== EXERCISE DESCRIPTION ==
If a line in the data below contains "player", copy it.

Dataset items:
---
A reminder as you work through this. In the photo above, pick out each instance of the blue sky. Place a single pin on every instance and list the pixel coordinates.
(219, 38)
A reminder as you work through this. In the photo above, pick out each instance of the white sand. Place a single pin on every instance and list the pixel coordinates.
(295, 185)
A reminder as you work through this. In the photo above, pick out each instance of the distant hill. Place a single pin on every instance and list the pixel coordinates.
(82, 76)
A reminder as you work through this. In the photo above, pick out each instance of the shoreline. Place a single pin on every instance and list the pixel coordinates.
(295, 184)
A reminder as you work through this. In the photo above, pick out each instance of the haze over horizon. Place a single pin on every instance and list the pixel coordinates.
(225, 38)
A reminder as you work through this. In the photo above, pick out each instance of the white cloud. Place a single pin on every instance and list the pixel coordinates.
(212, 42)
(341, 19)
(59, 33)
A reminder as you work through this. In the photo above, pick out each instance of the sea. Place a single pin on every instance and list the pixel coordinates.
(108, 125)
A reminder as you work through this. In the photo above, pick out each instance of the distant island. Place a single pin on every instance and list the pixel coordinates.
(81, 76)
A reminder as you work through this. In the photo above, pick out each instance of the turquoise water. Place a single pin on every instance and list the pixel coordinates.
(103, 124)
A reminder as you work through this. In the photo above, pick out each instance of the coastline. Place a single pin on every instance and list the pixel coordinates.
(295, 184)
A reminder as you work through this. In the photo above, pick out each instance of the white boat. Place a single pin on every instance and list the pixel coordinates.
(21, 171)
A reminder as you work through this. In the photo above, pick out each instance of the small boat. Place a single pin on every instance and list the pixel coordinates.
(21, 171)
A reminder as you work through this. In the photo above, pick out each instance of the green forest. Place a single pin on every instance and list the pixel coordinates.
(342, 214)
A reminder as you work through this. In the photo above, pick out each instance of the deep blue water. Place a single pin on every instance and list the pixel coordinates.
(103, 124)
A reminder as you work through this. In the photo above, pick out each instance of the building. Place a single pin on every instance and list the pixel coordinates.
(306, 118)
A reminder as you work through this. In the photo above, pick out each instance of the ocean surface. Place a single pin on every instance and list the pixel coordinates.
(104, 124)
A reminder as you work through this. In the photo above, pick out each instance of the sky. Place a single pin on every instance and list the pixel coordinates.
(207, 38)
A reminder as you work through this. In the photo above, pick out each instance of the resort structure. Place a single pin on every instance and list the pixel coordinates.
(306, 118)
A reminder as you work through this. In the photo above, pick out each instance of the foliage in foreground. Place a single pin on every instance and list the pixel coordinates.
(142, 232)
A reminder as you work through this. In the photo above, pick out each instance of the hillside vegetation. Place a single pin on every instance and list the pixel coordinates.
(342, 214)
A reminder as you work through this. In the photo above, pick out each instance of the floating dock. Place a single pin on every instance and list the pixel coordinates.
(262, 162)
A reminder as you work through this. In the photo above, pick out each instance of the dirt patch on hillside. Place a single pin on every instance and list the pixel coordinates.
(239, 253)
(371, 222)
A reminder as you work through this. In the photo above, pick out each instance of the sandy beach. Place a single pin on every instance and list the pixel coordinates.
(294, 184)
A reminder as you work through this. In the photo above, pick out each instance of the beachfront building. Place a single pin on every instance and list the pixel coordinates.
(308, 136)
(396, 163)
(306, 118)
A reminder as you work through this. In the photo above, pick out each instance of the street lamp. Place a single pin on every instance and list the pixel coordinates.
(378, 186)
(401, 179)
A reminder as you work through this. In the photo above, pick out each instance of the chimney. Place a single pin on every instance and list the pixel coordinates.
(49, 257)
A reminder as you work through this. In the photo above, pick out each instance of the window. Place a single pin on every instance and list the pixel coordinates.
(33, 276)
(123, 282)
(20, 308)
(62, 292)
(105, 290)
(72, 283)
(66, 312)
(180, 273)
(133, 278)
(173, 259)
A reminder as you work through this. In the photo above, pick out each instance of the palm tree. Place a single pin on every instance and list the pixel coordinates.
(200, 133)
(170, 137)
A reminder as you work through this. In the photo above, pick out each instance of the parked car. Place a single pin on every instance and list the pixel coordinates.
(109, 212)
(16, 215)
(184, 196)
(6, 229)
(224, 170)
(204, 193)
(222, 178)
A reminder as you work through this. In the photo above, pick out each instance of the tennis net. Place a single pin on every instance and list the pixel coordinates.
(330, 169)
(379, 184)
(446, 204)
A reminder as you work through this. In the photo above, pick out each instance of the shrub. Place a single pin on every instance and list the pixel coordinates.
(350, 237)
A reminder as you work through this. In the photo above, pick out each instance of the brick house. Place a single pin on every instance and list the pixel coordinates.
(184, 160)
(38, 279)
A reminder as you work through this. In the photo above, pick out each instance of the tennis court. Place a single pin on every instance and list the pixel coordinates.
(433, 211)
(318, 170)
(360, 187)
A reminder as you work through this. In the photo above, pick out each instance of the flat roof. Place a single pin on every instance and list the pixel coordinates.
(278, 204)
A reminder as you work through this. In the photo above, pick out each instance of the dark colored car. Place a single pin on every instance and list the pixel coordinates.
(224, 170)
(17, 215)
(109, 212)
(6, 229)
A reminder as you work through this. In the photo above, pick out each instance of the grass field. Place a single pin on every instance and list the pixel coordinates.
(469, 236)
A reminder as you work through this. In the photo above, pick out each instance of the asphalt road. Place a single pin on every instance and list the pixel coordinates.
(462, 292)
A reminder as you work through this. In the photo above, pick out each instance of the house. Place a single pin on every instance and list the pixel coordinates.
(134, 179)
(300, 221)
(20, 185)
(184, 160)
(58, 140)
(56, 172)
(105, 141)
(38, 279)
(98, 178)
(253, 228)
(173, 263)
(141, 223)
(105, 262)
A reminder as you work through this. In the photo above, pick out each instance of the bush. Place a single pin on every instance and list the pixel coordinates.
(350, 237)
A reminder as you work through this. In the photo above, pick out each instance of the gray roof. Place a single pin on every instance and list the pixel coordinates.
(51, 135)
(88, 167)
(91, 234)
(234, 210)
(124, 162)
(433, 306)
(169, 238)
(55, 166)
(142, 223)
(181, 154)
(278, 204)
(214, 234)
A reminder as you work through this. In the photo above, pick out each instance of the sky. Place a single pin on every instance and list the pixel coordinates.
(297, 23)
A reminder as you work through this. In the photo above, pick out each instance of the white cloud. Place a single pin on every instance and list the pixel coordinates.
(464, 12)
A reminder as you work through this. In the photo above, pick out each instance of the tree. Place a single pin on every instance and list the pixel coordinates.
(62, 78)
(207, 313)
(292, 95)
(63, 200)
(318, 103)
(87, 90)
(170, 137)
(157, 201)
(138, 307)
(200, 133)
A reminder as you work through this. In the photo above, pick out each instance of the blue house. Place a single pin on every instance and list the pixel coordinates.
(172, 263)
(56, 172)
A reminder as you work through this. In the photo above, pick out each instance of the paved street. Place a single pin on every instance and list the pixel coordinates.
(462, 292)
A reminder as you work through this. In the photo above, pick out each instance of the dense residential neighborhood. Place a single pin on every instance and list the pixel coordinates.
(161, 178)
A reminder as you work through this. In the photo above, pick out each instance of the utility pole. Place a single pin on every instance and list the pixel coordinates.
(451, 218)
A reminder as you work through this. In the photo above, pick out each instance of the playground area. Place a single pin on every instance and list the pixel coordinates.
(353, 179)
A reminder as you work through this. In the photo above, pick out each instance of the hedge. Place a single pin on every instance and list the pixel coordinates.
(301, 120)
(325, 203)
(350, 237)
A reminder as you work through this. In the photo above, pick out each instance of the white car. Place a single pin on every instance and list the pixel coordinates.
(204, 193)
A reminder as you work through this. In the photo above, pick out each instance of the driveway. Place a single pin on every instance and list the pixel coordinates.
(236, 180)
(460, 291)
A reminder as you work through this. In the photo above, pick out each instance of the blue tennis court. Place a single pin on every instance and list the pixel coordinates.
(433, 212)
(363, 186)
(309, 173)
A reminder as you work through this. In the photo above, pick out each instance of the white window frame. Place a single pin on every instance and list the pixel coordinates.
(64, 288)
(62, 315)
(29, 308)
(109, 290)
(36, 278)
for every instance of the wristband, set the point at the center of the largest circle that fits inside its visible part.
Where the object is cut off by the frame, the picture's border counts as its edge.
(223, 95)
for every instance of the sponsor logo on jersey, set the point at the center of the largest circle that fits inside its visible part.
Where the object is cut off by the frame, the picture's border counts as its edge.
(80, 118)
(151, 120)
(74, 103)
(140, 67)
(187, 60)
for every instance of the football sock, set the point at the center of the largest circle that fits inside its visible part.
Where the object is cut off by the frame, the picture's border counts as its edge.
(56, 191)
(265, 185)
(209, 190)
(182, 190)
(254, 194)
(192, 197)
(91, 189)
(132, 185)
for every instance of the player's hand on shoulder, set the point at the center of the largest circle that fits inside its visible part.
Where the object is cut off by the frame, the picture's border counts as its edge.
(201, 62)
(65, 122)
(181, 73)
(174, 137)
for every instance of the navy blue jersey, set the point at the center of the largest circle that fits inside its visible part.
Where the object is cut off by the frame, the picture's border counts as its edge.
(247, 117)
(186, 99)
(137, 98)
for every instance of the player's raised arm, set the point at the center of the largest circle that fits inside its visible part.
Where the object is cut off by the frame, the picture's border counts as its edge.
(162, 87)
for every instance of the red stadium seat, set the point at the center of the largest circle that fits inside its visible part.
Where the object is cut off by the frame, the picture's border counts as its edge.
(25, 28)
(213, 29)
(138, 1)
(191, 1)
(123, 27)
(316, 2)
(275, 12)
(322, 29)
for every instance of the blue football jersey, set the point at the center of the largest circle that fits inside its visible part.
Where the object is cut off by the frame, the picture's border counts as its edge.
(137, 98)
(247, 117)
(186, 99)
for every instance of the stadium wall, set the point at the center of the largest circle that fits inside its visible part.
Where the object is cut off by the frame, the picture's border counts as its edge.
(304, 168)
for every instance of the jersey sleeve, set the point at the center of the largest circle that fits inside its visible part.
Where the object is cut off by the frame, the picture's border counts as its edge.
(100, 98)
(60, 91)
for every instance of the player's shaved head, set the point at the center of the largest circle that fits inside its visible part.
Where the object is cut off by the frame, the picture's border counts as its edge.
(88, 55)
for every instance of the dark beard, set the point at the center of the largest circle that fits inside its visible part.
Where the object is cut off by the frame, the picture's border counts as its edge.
---
== OUTPUT BELOW ==
for every instance of the player's hand on shoulder, set the point at the center of the largest circle that fits inside its visible part.
for every instance of the player's raised arm, set the point at the center of the largest circle that fits inside its visible part.
for every instance of the player's shaved head, set the point at the center of the largest circle that fits inside its visible part.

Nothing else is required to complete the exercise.